SELECTED TEXT:
--- Begin ---

Game of Thrones is back
Spoiler alert: this talks about plot points of season 3 episode 1
Spirits soared higher than those ever-growing dragons as Game of Thrones finally returned to our screens - and just a matter of hours behind US audiences.
So what did we learn? And was the episode all it was cracked up to be? There is, as ever in the land of Westeros, much to discuss (Spoiler alert: for those that haven't watched the episode yet, firstly, what are you waiting for?, secondly, come back tomorrow for a full-length recap, and thirdly, what are you waiting for?)
Daenerys escaped Qarth - notably by sea in her new boat - but couldn't quite get out of the reach of the pesky warlocks. Did they not see her dragons? Some people never learn.
Speaking of dragons, the sole remaining Targaryen heir is hungry for the iron throne and those dragons, while majestic, just aren't growing fast enough (they sure are good to watch though). It's time to search for an army methinks. Preferably the kind that willingly removes sensitive body parts without question (the hint is at the top: ouch!).
Stannis Baratheon is licking his wounds, with the help of the red witch, after his failure to reclaim King's Landing. Davos, who miraculously survived the battle of Blackwater, heads back to the side of his friend foolishly hoping to usurp Melisandre. He instead gets a huge serving of I Told You So. I hate to say it Davos, but I told you so. To be fair I was shouting at the screen so perhaps you didn't hear me.

--- End ---

OBJECTIVE A: Reproduce the rows from their first line through the line containing "<point>55,63</point>", both ends included, with the requests kept and 87 added to every number in the answer point coordinates. Do not include the pictures.
The Game of Thrones recap and the rows that follow it have no connection to each other.

RECORDS:
--- Begin ---

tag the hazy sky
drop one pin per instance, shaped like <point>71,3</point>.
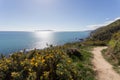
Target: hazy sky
<point>57,15</point>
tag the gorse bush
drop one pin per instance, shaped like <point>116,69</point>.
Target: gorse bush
<point>103,35</point>
<point>55,63</point>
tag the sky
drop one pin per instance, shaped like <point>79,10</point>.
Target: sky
<point>59,15</point>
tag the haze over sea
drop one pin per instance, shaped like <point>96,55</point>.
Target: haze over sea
<point>13,41</point>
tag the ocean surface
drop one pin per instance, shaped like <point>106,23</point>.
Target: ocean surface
<point>16,41</point>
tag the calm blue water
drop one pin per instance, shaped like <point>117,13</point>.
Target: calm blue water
<point>16,41</point>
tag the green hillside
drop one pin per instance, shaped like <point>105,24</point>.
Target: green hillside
<point>67,62</point>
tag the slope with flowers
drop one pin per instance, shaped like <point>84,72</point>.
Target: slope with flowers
<point>67,62</point>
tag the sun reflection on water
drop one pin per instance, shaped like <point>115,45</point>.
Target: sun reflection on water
<point>44,38</point>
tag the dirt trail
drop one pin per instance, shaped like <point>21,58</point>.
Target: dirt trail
<point>103,69</point>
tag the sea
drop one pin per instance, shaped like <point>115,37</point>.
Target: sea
<point>14,41</point>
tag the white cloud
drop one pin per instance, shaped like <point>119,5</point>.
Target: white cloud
<point>95,26</point>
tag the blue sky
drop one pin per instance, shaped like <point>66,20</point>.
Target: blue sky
<point>60,15</point>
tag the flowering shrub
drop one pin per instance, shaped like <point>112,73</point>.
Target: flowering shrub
<point>48,64</point>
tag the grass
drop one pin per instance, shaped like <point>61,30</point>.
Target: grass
<point>71,61</point>
<point>116,67</point>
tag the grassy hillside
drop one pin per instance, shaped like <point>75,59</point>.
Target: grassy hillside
<point>113,52</point>
<point>67,62</point>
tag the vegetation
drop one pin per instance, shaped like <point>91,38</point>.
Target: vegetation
<point>113,52</point>
<point>67,62</point>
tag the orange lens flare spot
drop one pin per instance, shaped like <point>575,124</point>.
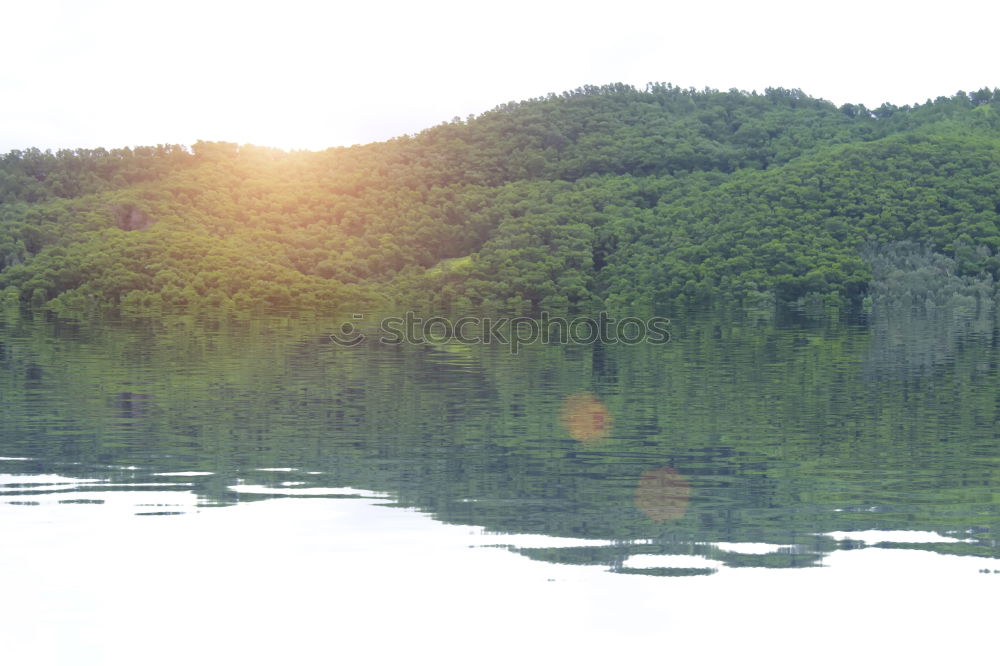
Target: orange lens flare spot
<point>585,417</point>
<point>663,494</point>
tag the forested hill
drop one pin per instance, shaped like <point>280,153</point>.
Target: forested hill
<point>603,197</point>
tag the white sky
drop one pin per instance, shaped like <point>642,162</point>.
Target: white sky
<point>297,74</point>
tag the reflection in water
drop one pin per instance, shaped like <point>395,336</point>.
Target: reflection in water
<point>663,494</point>
<point>149,446</point>
<point>585,418</point>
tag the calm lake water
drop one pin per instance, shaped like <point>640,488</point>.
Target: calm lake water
<point>251,493</point>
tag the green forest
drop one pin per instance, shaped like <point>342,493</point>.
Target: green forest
<point>631,200</point>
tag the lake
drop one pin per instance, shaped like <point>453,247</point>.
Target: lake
<point>797,487</point>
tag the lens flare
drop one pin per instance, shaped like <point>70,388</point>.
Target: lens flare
<point>585,418</point>
<point>663,494</point>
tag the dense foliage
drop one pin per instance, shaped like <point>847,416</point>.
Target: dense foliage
<point>601,197</point>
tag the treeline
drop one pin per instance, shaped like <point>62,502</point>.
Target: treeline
<point>601,197</point>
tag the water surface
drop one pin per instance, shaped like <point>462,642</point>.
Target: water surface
<point>252,492</point>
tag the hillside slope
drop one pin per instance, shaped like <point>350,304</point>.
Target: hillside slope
<point>604,197</point>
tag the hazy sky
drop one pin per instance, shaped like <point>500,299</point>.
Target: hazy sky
<point>297,74</point>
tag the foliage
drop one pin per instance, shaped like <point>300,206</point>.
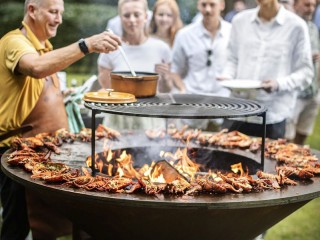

--- End ---

OBJECTIVE B: Summarize the Game of Thrones recap in two sentences.

COMPLETE OUTPUT A:
tag the hazy sky
drop one pin per instance, shaped like <point>71,3</point>.
Target: hazy sky
<point>144,102</point>
tag the gorse bush
drop one pin per instance, shaped like <point>116,69</point>.
Target: gorse bush
<point>190,122</point>
<point>142,150</point>

COMPLETE OUTPUT B: Game of Thrones returned with season 3 episode 1, in which Daenerys escaped Qarth by sea but could not get out of the warlocks' reach. Her dragons are not growing fast enough for her bid for the iron throne, and Stannis Baratheon recovers with the red witch's help after failing to reclaim King's Landing, while Davos, who survived the battle of Blackwater, returns hoping to usurp Melisandre.